--- Data for analysis ---

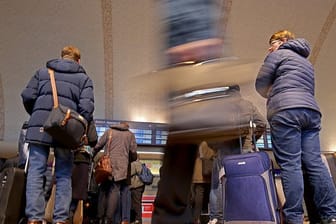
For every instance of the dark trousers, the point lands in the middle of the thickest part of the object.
(171, 205)
(200, 199)
(109, 201)
(136, 205)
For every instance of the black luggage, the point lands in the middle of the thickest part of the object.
(12, 195)
(249, 194)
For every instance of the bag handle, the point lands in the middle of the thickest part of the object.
(53, 87)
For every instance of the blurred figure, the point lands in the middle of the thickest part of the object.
(122, 147)
(219, 116)
(286, 79)
(191, 30)
(137, 188)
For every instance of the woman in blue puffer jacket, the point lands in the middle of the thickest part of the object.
(286, 79)
(75, 90)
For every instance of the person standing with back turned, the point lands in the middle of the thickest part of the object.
(75, 90)
(286, 79)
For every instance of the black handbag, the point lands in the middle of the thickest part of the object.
(67, 127)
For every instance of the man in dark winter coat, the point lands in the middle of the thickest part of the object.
(75, 90)
(286, 79)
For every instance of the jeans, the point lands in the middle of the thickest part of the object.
(215, 197)
(296, 145)
(125, 196)
(35, 205)
(136, 204)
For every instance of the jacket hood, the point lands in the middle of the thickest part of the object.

---

Although the records above contain pictures, only their text is to be repeated, exactly as given.

_Exercise solution:_
For every instance of the dark trousers, the point lands in the middle of the thickest part of the object.
(171, 205)
(200, 199)
(109, 201)
(136, 205)
For every instance of the black luggage, the point lands in the middle of the thickest part of the object.
(12, 195)
(249, 194)
For every instance of the bag handle, the point lands in the middle of the thickest part of the object.
(53, 87)
For every instance of the blurred figure, the point lands in the middle of the thickest part of the object.
(122, 147)
(219, 116)
(286, 79)
(191, 30)
(137, 188)
For every instance of the woman in blue puffer jacket, the point lands in the middle of the thickest part of the object.
(286, 79)
(75, 90)
For every instance of the person standing with back turned, the point lands in the middle of the thickest part of the object.
(75, 90)
(286, 79)
For every instance of the black handbag, the point lands in the middle of the thickest part of the object.
(67, 127)
For every instance of the man in dark winter coat, the point lands in the middle of the thickest part of the object.
(75, 90)
(286, 79)
For every instance of the jeans, the point lands in the middle of the thickest part of the object.
(215, 197)
(296, 145)
(125, 196)
(35, 205)
(136, 204)
For every instance of the jacket hood, the point lands in the middle of the thickest part of the object.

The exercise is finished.